* **AIM OF THE EXERCISE**:
Please turn the whole listing below into a JSON list of strings, one string per line, and leave out any blank lines.

* **EXCERPTED RECORDS**:
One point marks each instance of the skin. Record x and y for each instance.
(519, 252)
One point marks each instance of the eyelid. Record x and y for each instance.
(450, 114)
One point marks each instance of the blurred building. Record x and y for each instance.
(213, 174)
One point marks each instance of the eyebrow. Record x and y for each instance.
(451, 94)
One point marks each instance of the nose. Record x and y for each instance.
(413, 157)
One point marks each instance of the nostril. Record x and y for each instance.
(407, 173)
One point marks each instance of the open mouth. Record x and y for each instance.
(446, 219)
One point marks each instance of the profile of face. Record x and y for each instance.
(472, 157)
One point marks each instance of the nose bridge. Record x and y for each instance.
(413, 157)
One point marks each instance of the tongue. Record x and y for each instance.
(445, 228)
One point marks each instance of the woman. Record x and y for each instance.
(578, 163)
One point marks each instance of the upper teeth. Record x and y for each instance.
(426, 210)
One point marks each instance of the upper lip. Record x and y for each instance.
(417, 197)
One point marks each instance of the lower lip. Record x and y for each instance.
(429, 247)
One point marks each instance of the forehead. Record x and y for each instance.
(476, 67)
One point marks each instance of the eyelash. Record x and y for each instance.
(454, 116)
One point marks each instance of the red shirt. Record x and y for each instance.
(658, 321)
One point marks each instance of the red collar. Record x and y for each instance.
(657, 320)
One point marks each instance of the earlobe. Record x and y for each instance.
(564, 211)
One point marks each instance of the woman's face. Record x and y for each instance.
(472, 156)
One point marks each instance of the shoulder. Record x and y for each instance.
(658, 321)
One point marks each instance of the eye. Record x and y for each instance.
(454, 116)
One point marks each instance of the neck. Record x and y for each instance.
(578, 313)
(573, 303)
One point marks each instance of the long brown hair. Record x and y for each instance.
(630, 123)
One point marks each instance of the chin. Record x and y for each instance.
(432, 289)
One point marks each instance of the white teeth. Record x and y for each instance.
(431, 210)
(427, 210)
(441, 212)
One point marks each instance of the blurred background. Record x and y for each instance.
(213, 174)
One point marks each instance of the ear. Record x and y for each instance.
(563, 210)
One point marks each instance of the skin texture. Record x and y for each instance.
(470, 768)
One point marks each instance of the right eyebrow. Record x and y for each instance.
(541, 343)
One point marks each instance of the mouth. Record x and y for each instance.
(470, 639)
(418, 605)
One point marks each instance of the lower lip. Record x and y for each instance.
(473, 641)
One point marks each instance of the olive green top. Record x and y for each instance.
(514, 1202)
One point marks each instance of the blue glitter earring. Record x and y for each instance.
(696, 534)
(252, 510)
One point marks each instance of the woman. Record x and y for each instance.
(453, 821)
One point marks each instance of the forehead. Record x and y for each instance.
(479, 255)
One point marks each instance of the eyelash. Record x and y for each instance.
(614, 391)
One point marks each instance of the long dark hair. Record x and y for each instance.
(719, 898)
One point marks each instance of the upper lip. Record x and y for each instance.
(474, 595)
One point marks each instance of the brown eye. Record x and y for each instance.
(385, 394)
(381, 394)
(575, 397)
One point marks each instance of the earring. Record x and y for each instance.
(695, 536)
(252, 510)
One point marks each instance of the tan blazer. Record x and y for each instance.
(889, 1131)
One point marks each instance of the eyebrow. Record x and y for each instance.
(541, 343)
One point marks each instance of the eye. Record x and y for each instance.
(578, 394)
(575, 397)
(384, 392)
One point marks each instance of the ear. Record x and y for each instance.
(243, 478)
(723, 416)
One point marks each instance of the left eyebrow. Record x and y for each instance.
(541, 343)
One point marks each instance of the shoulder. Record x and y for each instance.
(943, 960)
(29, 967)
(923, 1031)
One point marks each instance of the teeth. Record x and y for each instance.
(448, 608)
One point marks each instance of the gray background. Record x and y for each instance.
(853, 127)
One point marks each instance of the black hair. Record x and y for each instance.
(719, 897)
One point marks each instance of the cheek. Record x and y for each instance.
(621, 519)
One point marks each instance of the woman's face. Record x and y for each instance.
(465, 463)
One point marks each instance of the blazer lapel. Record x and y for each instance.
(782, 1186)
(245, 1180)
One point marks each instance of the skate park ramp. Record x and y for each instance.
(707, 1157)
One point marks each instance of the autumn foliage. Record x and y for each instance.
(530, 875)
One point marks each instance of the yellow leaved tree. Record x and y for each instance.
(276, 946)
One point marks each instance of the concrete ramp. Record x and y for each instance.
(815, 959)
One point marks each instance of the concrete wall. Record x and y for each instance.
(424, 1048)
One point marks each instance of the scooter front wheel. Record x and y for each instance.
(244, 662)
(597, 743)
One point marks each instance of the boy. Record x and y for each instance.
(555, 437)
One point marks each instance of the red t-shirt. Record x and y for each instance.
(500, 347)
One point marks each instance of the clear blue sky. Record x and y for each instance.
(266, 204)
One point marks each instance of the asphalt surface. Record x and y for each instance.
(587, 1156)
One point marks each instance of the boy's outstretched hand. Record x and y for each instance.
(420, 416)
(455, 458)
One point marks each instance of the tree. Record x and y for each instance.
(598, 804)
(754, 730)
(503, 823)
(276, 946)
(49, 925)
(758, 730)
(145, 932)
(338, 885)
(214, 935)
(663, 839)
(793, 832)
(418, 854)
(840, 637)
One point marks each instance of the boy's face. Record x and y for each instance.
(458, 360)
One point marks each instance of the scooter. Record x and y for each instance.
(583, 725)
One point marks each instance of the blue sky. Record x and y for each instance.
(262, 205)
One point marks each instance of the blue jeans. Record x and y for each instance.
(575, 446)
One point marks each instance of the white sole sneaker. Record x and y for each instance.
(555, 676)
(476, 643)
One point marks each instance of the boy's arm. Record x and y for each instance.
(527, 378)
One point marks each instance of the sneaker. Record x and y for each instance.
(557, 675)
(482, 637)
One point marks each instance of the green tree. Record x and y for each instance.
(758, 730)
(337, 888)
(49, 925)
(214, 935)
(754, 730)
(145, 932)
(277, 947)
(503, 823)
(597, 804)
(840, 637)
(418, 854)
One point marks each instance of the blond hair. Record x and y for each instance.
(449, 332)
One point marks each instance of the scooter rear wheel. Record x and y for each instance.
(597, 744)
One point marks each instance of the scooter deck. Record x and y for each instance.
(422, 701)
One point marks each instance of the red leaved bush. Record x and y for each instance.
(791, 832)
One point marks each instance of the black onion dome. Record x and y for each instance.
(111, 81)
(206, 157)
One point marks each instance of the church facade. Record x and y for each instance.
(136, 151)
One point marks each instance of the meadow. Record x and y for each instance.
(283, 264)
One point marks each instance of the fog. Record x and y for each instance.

* **EXERCISE RESULT**:
[
  "One point marks each instance of the skin. Record x and y for each instance.",
  "(519, 252)",
  "One point marks each instance of the eyelid. Record x and y for each instance.",
  "(450, 114)",
  "One point marks each instance of the blurred building. Record x and y for each instance.",
  "(213, 174)",
  "One point marks each instance of the eyebrow. Record x and y for each instance.",
  "(451, 94)",
  "One point marks each instance of the nose. Record x and y for each instance.",
  "(413, 157)",
  "One point marks each instance of the nostril. Record x and y for each instance.",
  "(407, 173)",
  "One point marks each instance of the open mouth. Record x and y for each instance.",
  "(446, 219)",
  "One point marks each instance of the profile of face. Record x and y for each instance.",
  "(472, 157)",
  "One point marks each instance of the nose bridge. Record x and y for each instance.",
  "(413, 157)",
  "One point marks each instance of the tongue. Record x and y for each instance.",
  "(445, 228)",
  "One point marks each instance of the woman. Record x and y for each instance.",
  "(578, 163)",
  "One point marks each instance of the upper teeth. Record x and y for each instance.",
  "(426, 210)",
  "One point marks each instance of the upper lip. Record x and y for each instance.",
  "(417, 197)",
  "One point marks each instance of the lower lip. Record x and y for each instance.",
  "(429, 247)",
  "One point marks each instance of the forehead. Record x and y for each instance.",
  "(476, 67)",
  "One point marks each instance of the eyelash. Record x and y for each instance.",
  "(454, 116)",
  "One point marks each instance of the red shirt. Record x and y for each instance.",
  "(658, 321)",
  "One point marks each instance of the red collar. Record x and y for each instance.",
  "(657, 320)",
  "One point marks each instance of the earlobe. Record x and y for each instance.",
  "(564, 211)",
  "One point marks each instance of the woman's face. Record x and y for each instance.",
  "(472, 156)",
  "One point marks each instance of the shoulder. Record x and y for each instance.",
  "(658, 321)",
  "One point marks each instance of the eye. Record x and y for each instance.",
  "(454, 116)",
  "One point marks each instance of the neck. Record x and y for each instance.",
  "(578, 313)",
  "(573, 303)",
  "One point marks each instance of the long brown hair. Record x and y for each instance.",
  "(630, 123)",
  "One point marks each instance of the chin. Record x and y for each instance.",
  "(432, 289)",
  "One point marks each instance of the white teeth. Record x and y for each instance.",
  "(431, 210)",
  "(427, 210)",
  "(441, 212)",
  "One point marks each instance of the blurred background. Record x and y for each instance.",
  "(213, 174)",
  "One point marks each instance of the ear. Record x and y for each instance.",
  "(563, 210)",
  "One point marks each instance of the skin texture. Record x and y for each instance.",
  "(470, 768)",
  "One point marks each instance of the right eyebrow. Record x and y for each instance.",
  "(541, 343)",
  "One point marks each instance of the mouth. Record x and y for each instance.",
  "(470, 639)",
  "(418, 605)",
  "One point marks each instance of the lower lip. Record x and y for each instance.",
  "(473, 641)",
  "One point marks each instance of the olive green top. Record x and y for each instance.",
  "(514, 1202)",
  "One point marks each instance of the blue glitter earring. Record x and y for each instance.",
  "(696, 534)",
  "(252, 510)",
  "One point marks each instance of the woman. Record x and y for each instance.",
  "(453, 821)",
  "One point marks each instance of the forehead. Record x and y for each instance.",
  "(479, 255)",
  "One point marks each instance of the eyelash. Record x and y for each instance.",
  "(614, 391)",
  "One point marks each instance of the long dark hair. Record x and y for each instance.",
  "(719, 898)",
  "One point marks each instance of the upper lip. Record x and y for each instance.",
  "(474, 595)",
  "One point marks each instance of the brown eye. Record x and y for each instance.",
  "(385, 394)",
  "(381, 394)",
  "(575, 397)",
  "One point marks each instance of the earring. Record x and y for each instance.",
  "(695, 536)",
  "(252, 510)",
  "One point marks each instance of the tan blazer. Record x and y for each instance.",
  "(889, 1131)",
  "One point marks each instance of the eyebrow. Record x and y for each instance.",
  "(541, 343)",
  "One point marks each instance of the eye. Record x and y for each instance.",
  "(578, 394)",
  "(575, 397)",
  "(384, 392)",
  "One point marks each instance of the ear. Record x and y for each instance.",
  "(243, 478)",
  "(723, 416)",
  "One point marks each instance of the left eyebrow. Record x and y for each instance.",
  "(541, 343)",
  "One point marks each instance of the shoulder. Record x and y for each instance.",
  "(943, 960)",
  "(29, 967)",
  "(923, 1031)",
  "One point marks each instance of the teeth. Record x and y for each instance.",
  "(448, 608)",
  "One point marks each instance of the gray background. Record x and y for each instance.",
  "(853, 127)",
  "One point marks each instance of the black hair. Record x and y for each instance.",
  "(719, 897)",
  "One point marks each instance of the cheek. Record x and y for each instance.",
  "(621, 519)",
  "One point marks each instance of the woman's face. Record x and y for each instance.",
  "(465, 463)",
  "One point marks each instance of the blazer lapel. Record x and y for each instance.",
  "(782, 1186)",
  "(245, 1180)",
  "One point marks each instance of the skate park ramp. Record x and y for each instance.",
  "(707, 1157)",
  "One point marks each instance of the autumn foliage. Record x and y for each instance.",
  "(530, 875)",
  "One point marks each instance of the yellow leaved tree. Record x and y for each instance.",
  "(276, 946)",
  "One point marks each instance of the concrete ramp. Record x and y for each instance.",
  "(815, 959)",
  "One point marks each instance of the concrete wall. Record x and y for each instance.",
  "(424, 1048)",
  "One point marks each instance of the scooter front wheel. Record x and y for each instance.",
  "(244, 662)",
  "(597, 743)",
  "One point marks each instance of the boy. Record x and y for each instance.",
  "(555, 437)",
  "One point marks each instance of the red t-shirt. Record x and y for each instance.",
  "(500, 347)",
  "One point marks each instance of the clear blue sky. Record x and y for each instance.",
  "(266, 204)",
  "One point marks each instance of the asphalt surface. Record x and y for each instance.",
  "(587, 1156)",
  "One point marks each instance of the boy's outstretched hand. Record x and y for each instance.",
  "(420, 416)",
  "(455, 458)",
  "One point marks each instance of the tree. Record x and y for each instance.",
  "(598, 804)",
  "(754, 730)",
  "(503, 823)",
  "(276, 946)",
  "(49, 925)",
  "(758, 730)",
  "(145, 932)",
  "(338, 885)",
  "(214, 935)",
  "(663, 839)",
  "(793, 832)",
  "(418, 854)",
  "(840, 637)",
  "One point marks each instance of the boy's face. Record x and y for each instance.",
  "(458, 360)",
  "One point marks each instance of the scooter. Record x and y for each instance.",
  "(583, 725)",
  "One point marks each instance of the blue sky. Record x and y for each instance.",
  "(262, 205)",
  "One point marks each instance of the blue jeans. Record x and y for each instance.",
  "(575, 446)",
  "One point marks each instance of the white sole sneaker. Record x and y for each instance.",
  "(555, 676)",
  "(476, 643)",
  "One point marks each instance of the boy's arm. Record x and y for each instance.",
  "(527, 378)",
  "One point marks each instance of the sneaker. Record x and y for each instance.",
  "(557, 675)",
  "(482, 637)",
  "One point marks each instance of the green tree. Record x and y for each instance.",
  "(758, 730)",
  "(337, 888)",
  "(49, 925)",
  "(214, 935)",
  "(754, 730)",
  "(145, 932)",
  "(277, 947)",
  "(503, 823)",
  "(597, 804)",
  "(840, 637)",
  "(418, 854)",
  "One point marks each instance of the blond hair. Record x and y for each instance.",
  "(449, 332)",
  "One point marks each instance of the scooter rear wheel. Record x and y for each instance.",
  "(597, 744)",
  "One point marks each instance of the scooter deck. Record x and y for each instance.",
  "(422, 701)",
  "One point marks each instance of the red leaved bush. Record x and y for each instance.",
  "(791, 832)",
  "One point marks each instance of the black onion dome. Record x and y for each instance.",
  "(111, 81)",
  "(206, 157)",
  "One point marks each instance of the church facade. Record x and y for each instance.",
  "(136, 151)",
  "One point marks each instance of the meadow. Record x and y for each instance.",
  "(283, 264)",
  "One point marks each instance of the fog. Record x and y for each instance."
]